→ What the exercise asks
Return every record verbatim.

→ Exercise materials
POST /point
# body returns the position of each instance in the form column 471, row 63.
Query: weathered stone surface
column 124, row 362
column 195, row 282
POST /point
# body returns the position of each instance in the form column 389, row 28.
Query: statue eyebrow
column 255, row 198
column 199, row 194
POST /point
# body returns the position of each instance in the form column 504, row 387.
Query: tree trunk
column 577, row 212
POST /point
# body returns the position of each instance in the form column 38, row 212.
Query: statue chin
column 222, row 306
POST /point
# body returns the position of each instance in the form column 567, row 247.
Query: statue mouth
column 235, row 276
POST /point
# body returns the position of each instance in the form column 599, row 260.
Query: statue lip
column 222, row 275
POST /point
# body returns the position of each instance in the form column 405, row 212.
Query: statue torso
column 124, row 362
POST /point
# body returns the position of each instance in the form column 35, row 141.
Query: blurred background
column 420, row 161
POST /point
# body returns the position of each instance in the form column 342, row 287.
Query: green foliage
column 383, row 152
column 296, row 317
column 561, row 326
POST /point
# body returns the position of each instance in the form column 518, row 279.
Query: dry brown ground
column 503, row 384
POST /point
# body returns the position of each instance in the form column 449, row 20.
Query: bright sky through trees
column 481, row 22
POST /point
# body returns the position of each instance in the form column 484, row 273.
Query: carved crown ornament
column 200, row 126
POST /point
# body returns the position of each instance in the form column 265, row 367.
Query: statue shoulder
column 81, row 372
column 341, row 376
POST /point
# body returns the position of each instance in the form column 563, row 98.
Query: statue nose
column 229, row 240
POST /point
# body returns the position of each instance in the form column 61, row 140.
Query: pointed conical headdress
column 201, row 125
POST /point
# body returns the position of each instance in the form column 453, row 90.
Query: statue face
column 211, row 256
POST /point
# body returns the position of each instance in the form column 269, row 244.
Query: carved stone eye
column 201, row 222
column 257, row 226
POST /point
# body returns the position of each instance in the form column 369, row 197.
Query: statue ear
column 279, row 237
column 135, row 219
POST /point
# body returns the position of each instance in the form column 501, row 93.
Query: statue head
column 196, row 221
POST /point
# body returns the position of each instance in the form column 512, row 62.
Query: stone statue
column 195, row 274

→ Task output
POST /point
# body returns the position of each instance in the form column 471, row 63.
Query: weathered stone surface
column 124, row 362
column 195, row 282
POST /point
# body returns the position of each instance in the form column 389, row 28.
Query: statue eyebrow
column 255, row 198
column 199, row 194
POST /point
# body returns the position of each instance in the form column 504, row 387.
Query: tree trunk
column 577, row 212
POST /point
# body returns the position of each instance in the form column 38, row 212.
Query: statue chin
column 222, row 306
POST /point
# body returns the position of each instance in the form column 567, row 247.
Query: statue mouth
column 235, row 276
POST /point
# body returns the position of each instance in the form column 599, row 260.
Query: statue lip
column 222, row 275
POST /point
# body returns the position of each instance in the form column 405, row 212.
Query: statue torso
column 124, row 362
POST /point
# body returns the position of each instance in the form column 35, row 141.
Query: blurred background
column 420, row 161
POST /point
# body returns the position of each instance in the form column 342, row 287.
Query: green foliage
column 383, row 152
column 296, row 317
column 561, row 326
POST /point
# body returns the position of each instance in the form column 518, row 279.
Query: dry brown ground
column 503, row 384
POST /point
# body returns the position of each instance in the form column 449, row 20.
Query: bright sky through trees
column 481, row 22
POST /point
# body returns the position of each instance in the form column 484, row 273.
Query: carved crown ornament
column 200, row 126
POST /point
# body returns the position of each instance in the form column 265, row 367.
Query: statue shoulder
column 81, row 372
column 341, row 376
POST /point
# body returns the position of each instance in the form column 563, row 98.
Query: statue nose
column 229, row 240
POST /point
# body returns the position of each instance in the form column 61, row 140.
Query: pointed conical headdress
column 201, row 125
POST /point
# body returns the position of each instance in the form column 453, row 90.
Query: statue face
column 211, row 256
POST /point
# body returns the position of each instance in the form column 269, row 244.
Query: carved stone eye
column 201, row 222
column 257, row 226
POST /point
# body returns the position of each instance in the form column 369, row 197.
Query: statue ear
column 279, row 237
column 135, row 219
POST /point
# body returns the position of each instance in the form column 501, row 93.
Query: statue head
column 196, row 221
POST /point
# body returns the position of each instance in the form column 512, row 62.
Query: stone statue
column 195, row 274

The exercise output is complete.